SUPPLIED TEXT
Another requirement for stucco surfaces is that the lath be spaced
away from the framing or sheathing to allow the stucco, when
applied, to surround the lath and obtain sufficient keying and
bonding. This spacing is achieved with the use of furring or
spacing devices, such as furring nails, or with the application of
self-furring laths. In the prior art as disclosed by Frank in U.S.
Pat. No. 3,342,003, the mesh reinforcement has bent portions for
spacing the mesh away from a substrate. However, one major
disadvantage with the prior art as disclosed by Frank is that the
bent portions are bent to form a `dovetail` shape and the bent
portions "are in contact with each other and rigidly secured
together". This requires a separate process which is difficult and
costly to incorporate into a manufacturing process.
In the past, the most common construction practice has been wood
framing with the lath attached by staples. The advantage of using
staples is that the two legs of a staple can surround both sides of
a horizontal wire and physically trap the lath to the structure. It
would not be necessary to try and attach at an intersection of the
lath.
However, the use of staples is now being discouraged for several
reasons. First, each staple produces two holes in the moisture
barrier membrane, whereas a nail or screw only produces one hole at
each location. With the increasing problems of moisture entry into
structures and the resulting material deterioration and mold
concerns, there is a desire to reduce the number of penetrations
through the moisture barrier membrane.
Secondly, steel framing is becoming more popular as wood framing
becomes more expensive. Steel framing has typically been used in
non load bearing commercial or high rise applications but, more
recently, it is now being used to a greater extent in load bearing
residential applications. Staples cannot be used with steel framing
and self-tapping screws must be substituted. The screws must have a
large head and must be applied at an intersection of the horizontal
and vertical wires. This method of attachment for the lath is a
problem because the lath is not securely attached to the structure.
In some cases, the intersection of the lath does not coincide with
the framing member. Furthermore, the lath is only being pinched
under a part of the screw and it is not trapped, which may cause it
to disengage with structural movement.

AVAILABLE DATA
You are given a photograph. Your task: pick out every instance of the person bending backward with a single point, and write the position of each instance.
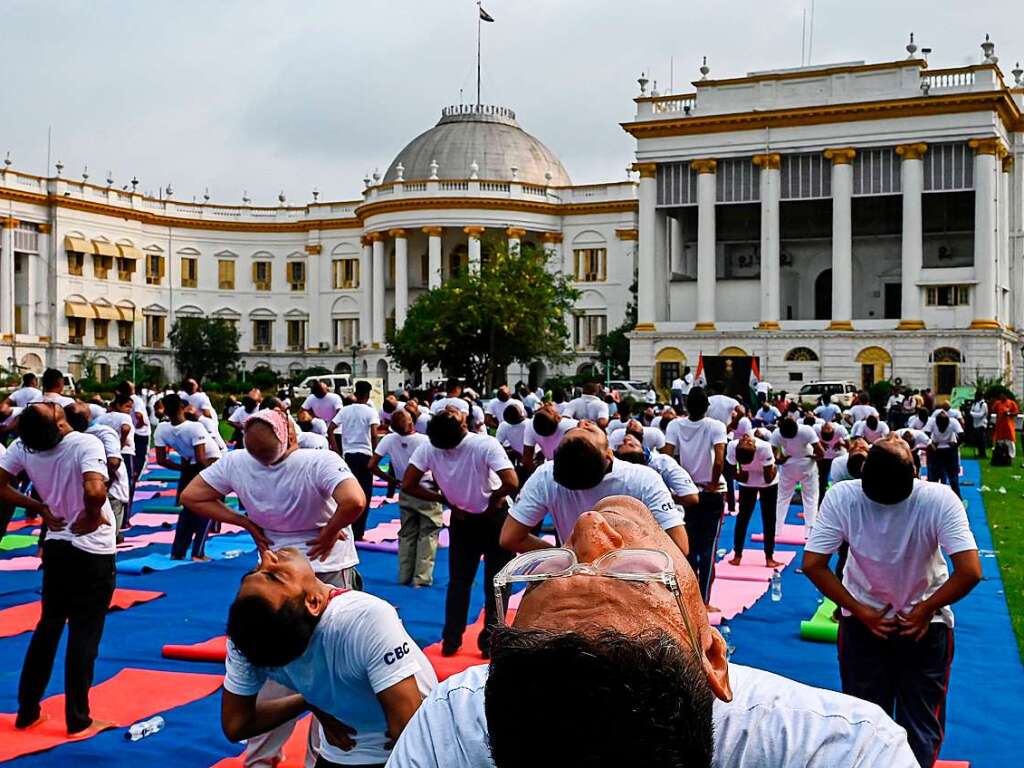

THE TASKS
1 > In one to three sentences, explain why the stucco lath text says staples are discouraged because of the moisture barrier membrane.
2 > In the stucco lath text, rewrite the part that opens with the words containing "Secondly, steel framing" and closes with "with structural movement.", changing "screws" to "fasteners".
The listing above is separate material.

ANSWERS BY TASK
1 > Each staple makes two holes in the moisture barrier membrane, while a nail or screw makes only one hole at each location. Because of growing problems with moisture entering structures, along with the resulting material deterioration and mold concerns, there is a desire to reduce the number of penetrations through the membrane.

2 >
Secondly, steel framing is becoming more popular as wood framing
becomes more expensive. Steel framing has typically been used in
non load bearing commercial or high rise applications but, more
recently, it is now being used to a greater extent in load bearing
residential applications. Staples cannot be used with steel framing
and self-tapping fasteners must be substituted. The fasteners must have a
large head and must be applied at an intersection of the horizontal
and vertical wires. This method of attachment for the lath is a
problem because the lath is not securely attached to the structure.
In some cases, the intersection of the lath does not coincide with
the framing member. Furthermore, the lath is only being pinched
under a part of the screw and it is not trapped, which may cause it
to disengage with structural movement.